UCSF Sends Second Wave of Health Workers to Navajo Nation

Navajo Nation Now Has the Highest Per-Capita Case Load in the Nation

By Nicholas Weiler

Nurse wearing face mask boarding plane

UCSF nurse Nabila Suleiman boards the flight to Flagstaff.

As cases of COVID-19 continue to mount in Navajo Nation, UC San Francisco is sending a second team of health care workers – 13 nurses and six physicians – to Arizona to help provide urgently needed support to the largest hospitals serving Navajo patients.

The volunteers, leaving for Navajo Nation today, will join 13 UCSF nurses and three physicians who have been working with local medical workers in Arizona and New Mexico for a month and have requested to extend their service for two to four additional weeks. Five other UCSF volunteers who have been in Navajo Nation since April are returning to San Francisco.

Navajo Nation is the largest U.S. Native American reservation, covering about 27,500 square miles – an area about the size of West Virginia – spanning the borders of Arizona, New Mexico and Utah, with a population of about 175,000. Since early March, it has experienced a disproportionate number of COVID-19 cases, stressing its health care system.

Navajo Nation leaders have taken strong action, including regional curfews, support for residents, and the highest per-capita testing rate in the nation, but numbers of cases have continued to climb. With 4,253 positive cases and 146 confirmed deaths reported as of Wednesday, May 20, Navajo Nation now has the highest per-capita case load in the nation, surpassing even New York State. By comparison, San Francisco has seen half as many cases and one-fifth as many deaths in a population five times larger.

In April, responding to a call from Navajo Nation President Jonathan Nez for health worker reinforcements, seven physicians and 14 nurses traveled to the Navajo Nation to begin a one-month voluntary assignment alongside Navajo health care workers in Indian Health Service hospitals in Chinle, Arizona, and Gallup and Shiprock, New Mexico. Thirteen of these nurses and three physicians will be staying on for an extended service, while the second wave of 19 UCSF volunteers will be working in two tribally run hospitals in Tuba City and Ft. Defiance, Arizona. Together these five sites represent the largest hospitals serving Navajo patients.

**Records supplied**
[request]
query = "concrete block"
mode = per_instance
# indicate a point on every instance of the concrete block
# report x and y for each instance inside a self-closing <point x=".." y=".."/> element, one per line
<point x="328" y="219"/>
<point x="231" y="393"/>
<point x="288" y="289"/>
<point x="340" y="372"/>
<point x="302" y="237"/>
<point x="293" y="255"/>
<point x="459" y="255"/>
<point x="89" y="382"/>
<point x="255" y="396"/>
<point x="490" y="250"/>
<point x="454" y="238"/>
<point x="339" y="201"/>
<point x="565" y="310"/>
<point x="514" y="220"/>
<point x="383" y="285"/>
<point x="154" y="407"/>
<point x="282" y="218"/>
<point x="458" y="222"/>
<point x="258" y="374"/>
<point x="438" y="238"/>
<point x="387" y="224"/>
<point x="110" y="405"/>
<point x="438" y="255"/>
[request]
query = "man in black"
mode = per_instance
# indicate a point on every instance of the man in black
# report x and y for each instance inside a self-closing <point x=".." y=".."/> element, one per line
...
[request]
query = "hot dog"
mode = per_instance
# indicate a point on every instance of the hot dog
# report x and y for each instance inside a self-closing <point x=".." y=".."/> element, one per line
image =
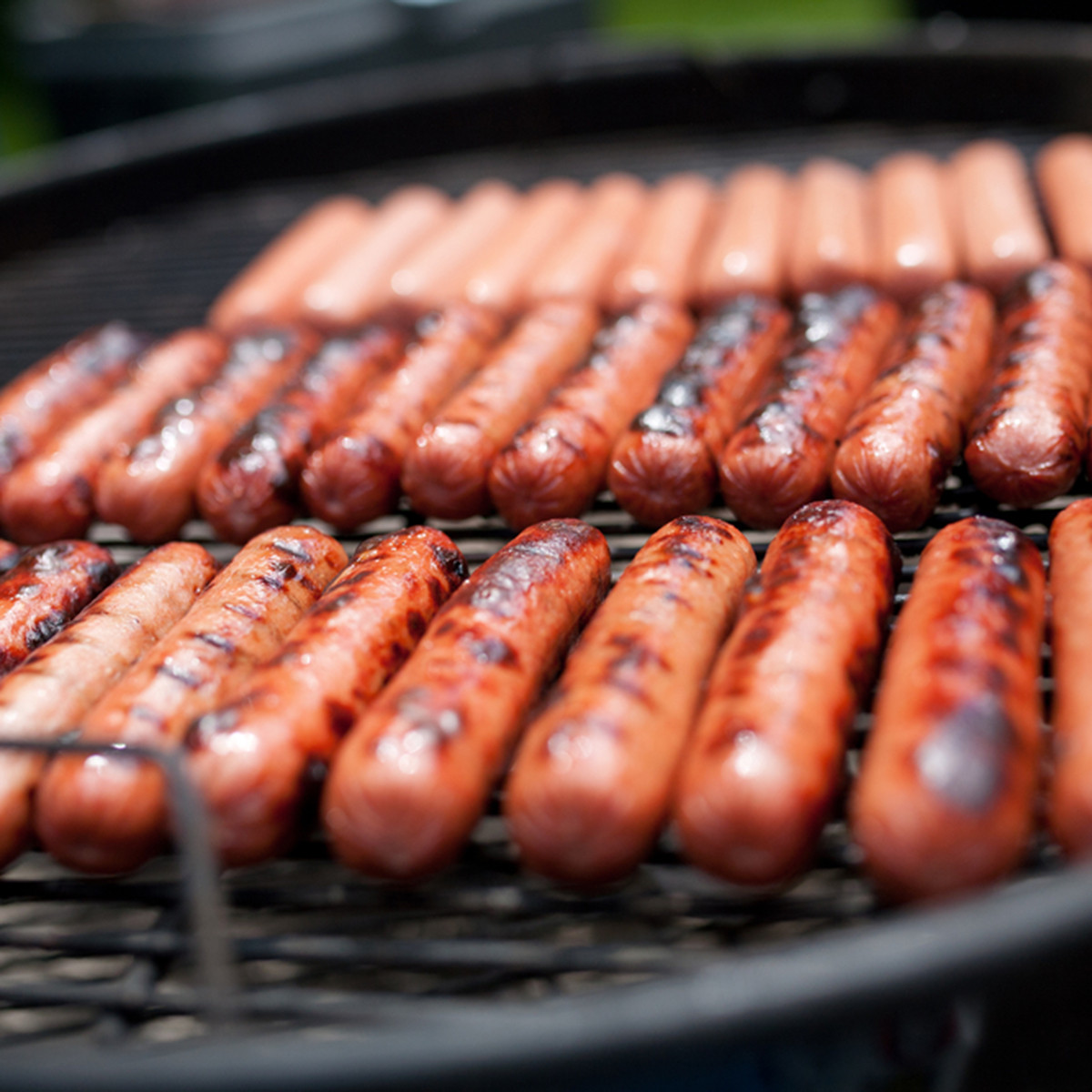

**Actions to take**
- a) Name the towns of the five hospital sites where UCSF volunteers work, according to the article on UCSF health workers in Navajo Nation.
- b) Continue the article on UCSF health workers in Navajo Nation, starting after its last sentence.

**Answers for this exercise**
- a) Chinle, Arizona; Gallup, New Mexico; Shiprock, New Mexico; Tuba City, Arizona; Ft. Defiance, Arizona

- b)
“The medical team from UCSF has been a blessing to the Navajo people,” Nez said. “Their resources, combined with our resources, have certainly saved lives during the time that UCSF has been on the ground here in Navajo Nation. We are truly thankful to their team for the relief and compassionate work they are providing to help fight COVID-19.”

The UCSF health care workers who are volunteering specialize in critical care, intensive care, acute care, hospital medicine and emergency medicine. In addition to providing health care support, UCSF’s volunteers will have the opportunity to learn from their colleagues and gain experience in responding to a sustained surge from a pandemic.

The UCSF effort is being coordinated through the UCSF Department of Medicine’s HEAL (Health, Equity, Action and Leadership) Initiative, a two-year global health fellowship focused on training and transforming health workers working in rural communities around the world. The HEAL Initiative brings together U.S.-trained physicians and health workers of all types from rural communities in the largest global health fellowship in the country. To date, 128 people have completed or are currently participating in the fellowship, which spans 19 sites in nine countries.

The HEAL Initiative has been working in the Navajo Nation since 2015. Fifty-two health care workers in Navajo Nation are current fellows or alumni of the UCSF fellowship, and 25 of them are Native American themselves.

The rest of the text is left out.